======== ОТРЫВОК ДОКУМЕНТА ========

И в первой, и во второй редакции спектакля было очень много актерских удач. В первом спектакле Ефремов играл Бориса, во втором – Бороздина. Это была главная фигура спектакля. Все понимающий, умеющий прощать, но резкий и бескомпромиссный человек, рядом с которым не страшно жить. Именно в этом образе, неповторимо сыгранном Ефремовым, обозначалась его главная страсть: служение народу, стране. Что бы я ни говорила, Розов сказал лучше: «Почему кто-то за тебя должен отдавать ноги, руки, челюсти, жизнь? А ты – ни за кого и ничто?»
Бориса позднее играл Олег Даль: наверное, читатель поймет, что он был лирическим, светлым, за него было очень страшно – зрители понимали, что он идет умирать за Родину.
Самой трудной для меня была сцена встречи с сыном, который возвращается раненым домой. Я понимала, что все ждут моего появления, и артисты на сцене, и зрители, и это должно быть наивысшей точкой напряжения. Это конец всех эпизодов военной жизни, дальше уже – возвращение в Москву. Я понимала всю ответственность, готовилась к этой картине, бегала по всему театру, чтобы прийти в нужное состояние.
По пьесе моей героине сообщали о приезде сына, когда она была на лекции в техникуме. Я представляла, как я это услышала, как бежала домой, тонула в снегу, запыхавшись, останавливалась и снова бежала, боялась открыть дверь – неизвестно, какой он, может, инвалид… Может быть, вам покажется это смешным, но у меня вдруг возникал образ моего трехлетнего сына Вани, стоящего в снегу, и я выскакивала на сцену, распахивала дверь и видела Володю: «Володя! Радость-то какая! Какая радость!»
А до этого Бороздины узнавали о смерти Бориса, поэтому моя радость была в спектакле глотком воздуха – что-то все-таки есть и хорошее, кто-то остался жив. Всегда после этой сцены был гром аплодисментов.
Однажды мы были с этим спектаклем на гастролях в Германии. За кулисами я ждала своего выхода на сцену, представляла, как бегу по снегу. Слышу реплику – мой выход, бросаюсь к двери на сцену, а она не открывается. Рву ручку на себя, чувствую, что заколочено. В ужасе дергаю дверь, кричу: «Помогите, не могу выйти на сцену, дверь заколочена!» На мне темное платье и темное пальто с меховым воротником. Вдруг слышу какое-то бульканье за моей спиной. Это, как оказалось, Алексей Кутузов. Он хватает меня, говорит: «Дура, в соседнюю дверь!» – и выталкивает на сцену.

========

ВАШЕ ЗАДАНИЕ >> Продолжите приведённый выше отрывок воспоминаний о спектакле, начав сразу после его последнего предложения. Следующий далее материал взят из другого источника.

======== ПРЕДОСТАВЛЕННЫЙ МАТЕРИАЛ ========

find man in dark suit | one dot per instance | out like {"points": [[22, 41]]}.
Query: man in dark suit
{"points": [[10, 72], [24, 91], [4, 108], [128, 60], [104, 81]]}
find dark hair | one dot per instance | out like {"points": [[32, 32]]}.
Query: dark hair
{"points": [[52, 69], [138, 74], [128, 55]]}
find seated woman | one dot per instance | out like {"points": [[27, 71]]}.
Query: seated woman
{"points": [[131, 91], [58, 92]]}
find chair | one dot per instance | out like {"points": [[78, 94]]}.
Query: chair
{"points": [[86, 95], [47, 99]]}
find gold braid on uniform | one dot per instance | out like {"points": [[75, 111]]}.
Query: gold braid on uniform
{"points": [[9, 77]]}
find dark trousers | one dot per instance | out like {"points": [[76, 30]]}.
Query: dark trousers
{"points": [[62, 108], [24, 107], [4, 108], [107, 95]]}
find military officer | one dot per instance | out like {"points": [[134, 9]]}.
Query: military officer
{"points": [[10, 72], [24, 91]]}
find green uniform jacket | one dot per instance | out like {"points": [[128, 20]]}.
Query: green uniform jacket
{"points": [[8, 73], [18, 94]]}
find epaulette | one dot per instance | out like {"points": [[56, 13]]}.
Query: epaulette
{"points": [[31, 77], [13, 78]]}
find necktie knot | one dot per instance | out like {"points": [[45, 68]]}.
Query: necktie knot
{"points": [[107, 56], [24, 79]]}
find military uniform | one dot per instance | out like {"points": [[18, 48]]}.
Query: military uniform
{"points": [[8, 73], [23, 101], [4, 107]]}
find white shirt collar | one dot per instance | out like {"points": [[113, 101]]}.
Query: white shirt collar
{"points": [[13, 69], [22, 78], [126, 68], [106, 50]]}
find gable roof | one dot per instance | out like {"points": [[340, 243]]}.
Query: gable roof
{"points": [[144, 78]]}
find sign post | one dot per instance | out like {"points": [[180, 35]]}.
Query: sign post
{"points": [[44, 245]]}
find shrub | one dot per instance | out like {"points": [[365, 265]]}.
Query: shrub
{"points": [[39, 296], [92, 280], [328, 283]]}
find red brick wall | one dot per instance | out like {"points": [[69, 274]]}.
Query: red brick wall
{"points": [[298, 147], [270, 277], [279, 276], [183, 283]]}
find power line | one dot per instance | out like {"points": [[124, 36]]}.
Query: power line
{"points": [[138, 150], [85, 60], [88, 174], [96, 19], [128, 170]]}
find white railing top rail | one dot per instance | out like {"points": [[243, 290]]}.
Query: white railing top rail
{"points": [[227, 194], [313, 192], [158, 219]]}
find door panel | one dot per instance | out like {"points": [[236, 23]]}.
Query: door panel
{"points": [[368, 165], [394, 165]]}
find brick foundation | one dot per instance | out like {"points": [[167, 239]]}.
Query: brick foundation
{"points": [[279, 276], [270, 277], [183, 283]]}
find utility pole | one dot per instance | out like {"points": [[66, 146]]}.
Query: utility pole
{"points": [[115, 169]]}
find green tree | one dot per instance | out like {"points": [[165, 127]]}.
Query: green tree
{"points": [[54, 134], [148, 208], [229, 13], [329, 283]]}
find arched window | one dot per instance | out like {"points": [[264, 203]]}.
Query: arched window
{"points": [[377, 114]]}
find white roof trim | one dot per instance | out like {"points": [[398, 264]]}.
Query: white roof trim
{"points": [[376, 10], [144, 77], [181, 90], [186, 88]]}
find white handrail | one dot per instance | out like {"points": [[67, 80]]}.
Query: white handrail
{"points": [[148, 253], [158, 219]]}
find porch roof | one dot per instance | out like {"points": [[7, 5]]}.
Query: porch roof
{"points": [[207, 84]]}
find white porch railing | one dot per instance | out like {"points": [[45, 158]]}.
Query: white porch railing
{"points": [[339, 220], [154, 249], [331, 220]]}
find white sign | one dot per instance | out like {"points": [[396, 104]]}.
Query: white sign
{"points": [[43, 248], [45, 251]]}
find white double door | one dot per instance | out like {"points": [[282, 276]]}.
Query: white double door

========

ПИСЬМЕННЫЙ ОТВЕТ >>
Потом Кутузов рассказывал, что сразу не смог мне помочь, – так он хохотал, когда увидел, как я, словно черная ворона, бьюсь в закрытую дверь.
Я выбежала, упала на грудь Володи со словами: «Радость-то какая!», хотя в голосе моем была уже только трагедия. Я зарыдала. Публика мертво молчала – это были солдаты. Мы заканчивали этой картиной выступление, вышли кланяться. Конечно, нам очень хлопали, но я все думала, почему не было аплодисментов после моей фразы. Наверное, я слишком передраматизировала, думаю я, кланяясь. И как-то не замечаю, что происходит вокруг. Ко мне подходит Люся Крылова, наклоняется и говорит: «Мила, ты что, не можешь разогнуться? Не видишь, что все ушли, ты одна стоишь!» И мы стали пятиться вдвоем за кулисы. Потом все очень смеялись, спрашивали, что я потеряла на сцене…
Задумываться вдруг и некстати, я думаю, свойственно всем артистам, потому что актер работает круглосуточно – в транспорте, на ходу, все время пытается войти в образ. Однажды после репетиции, набрав тяжелые сумки продуктов, я стояла на трамвайной остановке на Большой Грузинской улице, недалеко от театра, который находился тогда на площади Маяковского. Я размышляла, что-то играла про себя. Жду, а трамвай все не идет. Идти пешком? До метро две остановки, а ведь как бывает: только отойдешь, трамвай и придет. Подожду еще. Идет Алеша Кутузов: «Милаш, ты чего здесь стоишь?» – «Да вот, трамвай жду, уж полчаса как не идет. А уйти жалко – я уйду, а он как раз и придет». – «Мил, ты под ноги-то посмотри: рельсы два месяца назад убрали!»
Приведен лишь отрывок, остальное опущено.